[WHAT TO PRODUCE]:
Name every individual person mentioned by name in the column below on the Democrats' 2004 prospects.

[SELECTED TEXT]:
Dems Have Shot In '04 -- If They Don't Go Wobbly

Doubts About Bush's Postwar Credibility Could Lift Left

Democratic presidential aspirants might have a monumental issue for their 2004 campaign against President George W. Bush -- if they don't go wobbly.

It's based on growing doubts that Bush was on the level when he tried to whip up public support for a U.S. attack on Iraq by claiming that the Saddam Hussein regime had a huge arsenal of weapons of mass destruction.

It's a question of presidential credibility and reflects on the character of the American people and the country.

Understandably, the Democrats may calculate that voters will always rally to the commander-in-chief in wartime.

And, like columnists, they should always recognize the possibility that those weapons will eventually be found.

But that should not stop them from raising the question of whether Bush initiated the Iraq war on the basis of possibly flawed, politicized or flimsy information.

Of course, the Democratic aspirants run the risk of being called "unpatriotic" or "un-American" -- labels that go with any dissent. But if they spout a "me-too" foreign policy in their bid for support, what choice will the voters have?

If the Democrats remain timid and duck a serious debate on the war, they will be endorsing the president's policies of preemptive war. Those policies have alienated us from much of the world and erased our image as a peace-loving nation.

Are the Democrats willing to assume that the public doesn't care if the WMD threat was exaggerated? As the argument goes: Does it matter? After all, Saddam Hussein has been deposed.

Well, it does matter -- a lot. With Iraq now occupied, Bush's hawkish advisers have begun to pinpoint North Korea and Iran as the next potential targets because those countries are defiantly plunging ahead with their nuclear programs.

Watching history every day from a ringside seat in the White House, I have become convinced that a president's greatest stock in trade is to be believed. That quality is the key to the ability to convince, persuade and govern.

Two presidents -- Lyndon B. Johnson and Richard Nixon -- found out the hard way that their support vanished when they attempted to deceive.

Recent published reports tell of unhappy CIA analysts who fear their intelligence reports on Iraq's arsenal was compromised for political reasons, that higher-ups tilted intelligence to fit the administration's need to find an excuse to attack Iraq.

The intelligence hierarchy might become the scapegoat if no weapons are found.

In a parting shot, Hans Blix, the retiring chief U.N. weapons inspector, claims the Bush administration "leaned on us" to produce certain findings in their weapons search.

In the run up to the war, Bush and his team spent months contending that Iraq had weapons of mass destruction that were a "direct and imminent" threat to the United States.

We now know that was an exaggeration. Even if weapons are eventually found, they clearly were not a "direct and imminent" threat.

The president also stated that Saddam Hussein had ties to the al Qaida terrorists, even though the CIA could provide no proof. No evidence to support that theory has emerged after 10 weeks of U.S. occupation.

A new 1,400-member search team has begun scouring Iraq in the hunt for weapons. Some 230 suspected sites have been inspected but no weapons have turned up so far. If they exist, they were not operational and obviously not what they were cracked up to be.

[MATERIAL PROVIDED]:
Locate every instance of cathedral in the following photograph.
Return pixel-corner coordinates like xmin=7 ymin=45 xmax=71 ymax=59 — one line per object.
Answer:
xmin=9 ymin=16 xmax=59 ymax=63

[EXPECTED ANSWER]:
George W. Bush, Saddam Hussein, Lyndon B. Johnson, Richard Nixon, Hans Blix